Records excerpted from a collection
..........
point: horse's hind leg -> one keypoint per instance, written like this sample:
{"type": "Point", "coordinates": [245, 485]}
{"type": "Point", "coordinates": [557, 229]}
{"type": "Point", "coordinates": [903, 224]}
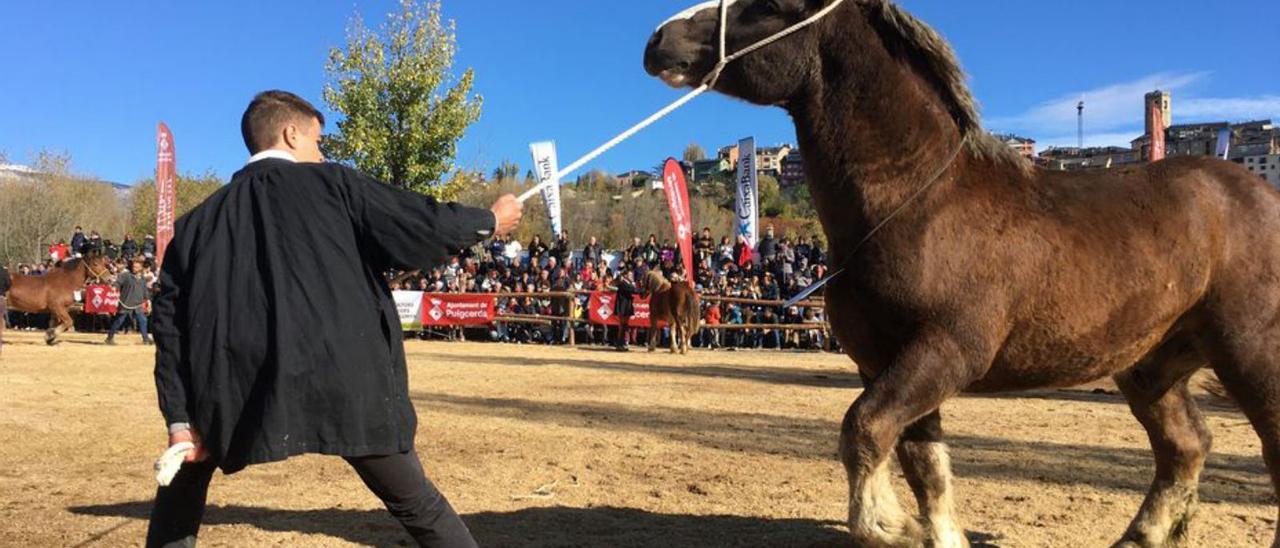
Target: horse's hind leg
{"type": "Point", "coordinates": [1157, 394]}
{"type": "Point", "coordinates": [59, 322]}
{"type": "Point", "coordinates": [1252, 378]}
{"type": "Point", "coordinates": [927, 467]}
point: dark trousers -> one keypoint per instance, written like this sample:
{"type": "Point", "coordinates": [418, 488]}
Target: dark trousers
{"type": "Point", "coordinates": [123, 315]}
{"type": "Point", "coordinates": [621, 341]}
{"type": "Point", "coordinates": [398, 480]}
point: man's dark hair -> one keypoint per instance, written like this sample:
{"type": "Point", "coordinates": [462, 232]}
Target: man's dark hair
{"type": "Point", "coordinates": [269, 113]}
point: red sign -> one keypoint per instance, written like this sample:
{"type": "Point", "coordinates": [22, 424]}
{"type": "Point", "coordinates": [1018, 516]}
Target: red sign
{"type": "Point", "coordinates": [101, 300]}
{"type": "Point", "coordinates": [456, 309]}
{"type": "Point", "coordinates": [600, 310]}
{"type": "Point", "coordinates": [677, 199]}
{"type": "Point", "coordinates": [167, 188]}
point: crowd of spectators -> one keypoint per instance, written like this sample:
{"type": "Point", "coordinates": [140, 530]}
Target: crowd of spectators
{"type": "Point", "coordinates": [119, 256]}
{"type": "Point", "coordinates": [773, 270]}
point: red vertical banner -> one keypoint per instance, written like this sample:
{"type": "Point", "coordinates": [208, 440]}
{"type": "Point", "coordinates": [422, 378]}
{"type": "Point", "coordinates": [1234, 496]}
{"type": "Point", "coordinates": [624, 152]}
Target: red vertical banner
{"type": "Point", "coordinates": [167, 188]}
{"type": "Point", "coordinates": [677, 199]}
{"type": "Point", "coordinates": [1156, 129]}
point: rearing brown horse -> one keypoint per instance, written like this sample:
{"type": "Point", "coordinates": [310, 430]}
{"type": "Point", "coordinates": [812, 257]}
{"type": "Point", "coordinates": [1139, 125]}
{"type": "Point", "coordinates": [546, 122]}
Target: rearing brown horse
{"type": "Point", "coordinates": [675, 304]}
{"type": "Point", "coordinates": [55, 291]}
{"type": "Point", "coordinates": [991, 274]}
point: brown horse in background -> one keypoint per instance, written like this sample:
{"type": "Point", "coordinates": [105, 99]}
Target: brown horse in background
{"type": "Point", "coordinates": [969, 269]}
{"type": "Point", "coordinates": [675, 304]}
{"type": "Point", "coordinates": [55, 291]}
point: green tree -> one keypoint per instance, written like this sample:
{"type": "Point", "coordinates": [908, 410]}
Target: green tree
{"type": "Point", "coordinates": [192, 191]}
{"type": "Point", "coordinates": [769, 193]}
{"type": "Point", "coordinates": [504, 170]}
{"type": "Point", "coordinates": [403, 110]}
{"type": "Point", "coordinates": [694, 153]}
{"type": "Point", "coordinates": [42, 206]}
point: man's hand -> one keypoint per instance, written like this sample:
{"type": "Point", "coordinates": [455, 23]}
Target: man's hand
{"type": "Point", "coordinates": [508, 211]}
{"type": "Point", "coordinates": [200, 453]}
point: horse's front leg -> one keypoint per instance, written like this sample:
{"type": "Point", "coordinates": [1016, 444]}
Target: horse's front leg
{"type": "Point", "coordinates": [653, 330]}
{"type": "Point", "coordinates": [929, 370]}
{"type": "Point", "coordinates": [675, 333]}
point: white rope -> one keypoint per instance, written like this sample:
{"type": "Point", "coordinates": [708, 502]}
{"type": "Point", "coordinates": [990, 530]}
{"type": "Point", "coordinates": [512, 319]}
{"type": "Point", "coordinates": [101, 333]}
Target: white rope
{"type": "Point", "coordinates": [709, 82]}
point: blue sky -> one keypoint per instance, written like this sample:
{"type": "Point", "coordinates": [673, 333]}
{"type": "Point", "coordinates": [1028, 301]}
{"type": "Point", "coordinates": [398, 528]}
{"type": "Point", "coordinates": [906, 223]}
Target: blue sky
{"type": "Point", "coordinates": [91, 78]}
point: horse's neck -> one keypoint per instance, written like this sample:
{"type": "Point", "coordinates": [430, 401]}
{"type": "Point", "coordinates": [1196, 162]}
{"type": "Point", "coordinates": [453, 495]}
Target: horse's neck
{"type": "Point", "coordinates": [871, 141]}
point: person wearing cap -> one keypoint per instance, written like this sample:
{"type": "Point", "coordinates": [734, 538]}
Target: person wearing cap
{"type": "Point", "coordinates": [133, 296]}
{"type": "Point", "coordinates": [277, 333]}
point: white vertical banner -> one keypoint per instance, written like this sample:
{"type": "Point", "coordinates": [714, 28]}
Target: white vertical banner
{"type": "Point", "coordinates": [748, 193]}
{"type": "Point", "coordinates": [1224, 144]}
{"type": "Point", "coordinates": [547, 168]}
..........
[Exercise brief]
Render the stretch of data above from the line containing "point: person wearing" through the end as a JSON list of strings, one string per line, omitting blank lines.

[Reply]
[
  "point: person wearing cap -> one keypoint per instance, written like this sample:",
  "{\"type\": \"Point\", \"coordinates\": [734, 538]}",
  "Target: person wearing cap",
  "{\"type\": \"Point\", \"coordinates\": [133, 296]}",
  "{\"type\": \"Point\", \"coordinates\": [277, 333]}",
  "point: white vertical banner -> one keypoint per instance, written like this sample:",
  "{\"type\": \"Point\", \"coordinates\": [714, 28]}",
  "Target: white vertical banner",
  "{\"type\": \"Point\", \"coordinates\": [748, 193]}",
  "{\"type\": \"Point\", \"coordinates\": [1224, 144]}",
  "{\"type\": \"Point\", \"coordinates\": [547, 168]}"
]